Excerpts of pointing data:
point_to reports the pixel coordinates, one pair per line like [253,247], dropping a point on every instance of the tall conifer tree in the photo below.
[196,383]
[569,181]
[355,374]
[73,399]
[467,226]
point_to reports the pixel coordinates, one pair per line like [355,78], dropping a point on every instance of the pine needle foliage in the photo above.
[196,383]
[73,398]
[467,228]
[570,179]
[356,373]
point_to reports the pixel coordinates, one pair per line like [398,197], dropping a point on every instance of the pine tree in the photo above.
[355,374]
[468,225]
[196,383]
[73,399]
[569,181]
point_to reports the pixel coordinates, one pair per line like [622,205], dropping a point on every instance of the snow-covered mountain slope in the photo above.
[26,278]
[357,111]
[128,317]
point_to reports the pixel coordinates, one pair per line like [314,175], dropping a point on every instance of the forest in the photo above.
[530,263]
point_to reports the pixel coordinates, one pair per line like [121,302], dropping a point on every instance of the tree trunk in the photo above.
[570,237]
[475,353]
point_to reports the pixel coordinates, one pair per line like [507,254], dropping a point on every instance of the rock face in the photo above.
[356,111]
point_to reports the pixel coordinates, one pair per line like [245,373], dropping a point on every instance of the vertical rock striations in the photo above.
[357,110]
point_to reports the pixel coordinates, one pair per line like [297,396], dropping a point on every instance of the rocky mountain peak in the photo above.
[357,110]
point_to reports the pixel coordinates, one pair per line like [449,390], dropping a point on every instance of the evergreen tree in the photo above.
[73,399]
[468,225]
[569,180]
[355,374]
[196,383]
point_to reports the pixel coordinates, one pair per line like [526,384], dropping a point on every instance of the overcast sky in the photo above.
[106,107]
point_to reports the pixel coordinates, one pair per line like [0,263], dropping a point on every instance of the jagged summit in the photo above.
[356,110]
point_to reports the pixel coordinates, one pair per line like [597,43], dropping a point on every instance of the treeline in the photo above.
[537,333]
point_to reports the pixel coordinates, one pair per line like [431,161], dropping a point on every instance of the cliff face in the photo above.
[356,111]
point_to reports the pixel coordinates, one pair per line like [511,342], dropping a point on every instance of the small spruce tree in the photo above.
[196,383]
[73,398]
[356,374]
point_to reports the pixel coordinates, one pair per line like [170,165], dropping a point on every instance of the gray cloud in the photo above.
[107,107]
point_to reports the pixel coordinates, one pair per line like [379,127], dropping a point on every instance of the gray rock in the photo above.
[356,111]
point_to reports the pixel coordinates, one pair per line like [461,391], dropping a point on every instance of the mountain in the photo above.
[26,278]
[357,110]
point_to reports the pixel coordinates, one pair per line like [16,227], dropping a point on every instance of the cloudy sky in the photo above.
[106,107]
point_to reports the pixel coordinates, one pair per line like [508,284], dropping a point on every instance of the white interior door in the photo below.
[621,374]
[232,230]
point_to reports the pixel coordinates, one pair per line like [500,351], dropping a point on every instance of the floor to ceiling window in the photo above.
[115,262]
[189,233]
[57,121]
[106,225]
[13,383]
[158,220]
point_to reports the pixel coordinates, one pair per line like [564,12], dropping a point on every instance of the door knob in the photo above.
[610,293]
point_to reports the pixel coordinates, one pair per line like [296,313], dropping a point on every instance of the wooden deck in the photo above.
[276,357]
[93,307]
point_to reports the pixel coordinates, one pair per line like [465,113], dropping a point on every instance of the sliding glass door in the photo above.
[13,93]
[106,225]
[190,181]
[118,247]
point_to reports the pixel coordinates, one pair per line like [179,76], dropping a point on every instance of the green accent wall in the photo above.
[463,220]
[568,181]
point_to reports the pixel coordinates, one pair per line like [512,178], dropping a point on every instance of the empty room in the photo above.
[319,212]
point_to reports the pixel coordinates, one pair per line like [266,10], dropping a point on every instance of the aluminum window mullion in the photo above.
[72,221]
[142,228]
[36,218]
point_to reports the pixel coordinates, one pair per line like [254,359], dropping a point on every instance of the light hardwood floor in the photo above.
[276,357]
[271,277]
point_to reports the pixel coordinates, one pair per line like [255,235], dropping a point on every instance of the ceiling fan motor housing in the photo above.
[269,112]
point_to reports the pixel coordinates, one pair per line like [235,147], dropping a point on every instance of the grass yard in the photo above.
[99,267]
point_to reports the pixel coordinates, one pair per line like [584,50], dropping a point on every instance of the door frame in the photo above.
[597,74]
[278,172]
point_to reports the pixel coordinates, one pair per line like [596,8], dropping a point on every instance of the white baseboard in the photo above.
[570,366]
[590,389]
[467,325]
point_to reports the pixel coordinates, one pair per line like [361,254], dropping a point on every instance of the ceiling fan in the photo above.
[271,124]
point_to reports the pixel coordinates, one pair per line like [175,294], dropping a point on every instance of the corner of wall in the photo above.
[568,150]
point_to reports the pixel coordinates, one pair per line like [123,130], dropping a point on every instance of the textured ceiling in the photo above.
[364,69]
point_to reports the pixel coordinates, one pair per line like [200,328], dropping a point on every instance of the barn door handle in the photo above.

[Exercise requirements]:
Repeat the lines from the one containing "yard in the photo above." through the end of the listing, exactly and without any other lines; both ends are included.

[Written response]:
point_to reports the pixel coordinates, one pair per line like [235,147], dropping a point on every instance of the grass yard in the photo above.
[99,267]
point_to reports the pixel coordinates, one pair per line like [584,50], dropping a point on every instance of the door frame in the photo above.
[597,74]
[278,172]
point_to reports the pixel coordinates, one pair per line like [596,8], dropping a point on every instance of the white baseboard in the photo above.
[570,366]
[590,389]
[467,325]
point_to reports the pixel coordinates, one pair per line like [361,254], dropping a point on every instance of the ceiling fan in the photo above.
[271,124]
point_to reports the pixel coordinates, one pair per line like [175,294], dropping a point on every instance of the corner of wall in the photo above.
[568,150]
point_to reports the pixel coordinates, one pair per line like [123,130], dropping a point on every instance of the textured ceiling in the photo above.
[364,69]
point_to reports the pixel coordinates, one pair per line like [200,328], dropping a point on every instance of the barn door handle in the photo above.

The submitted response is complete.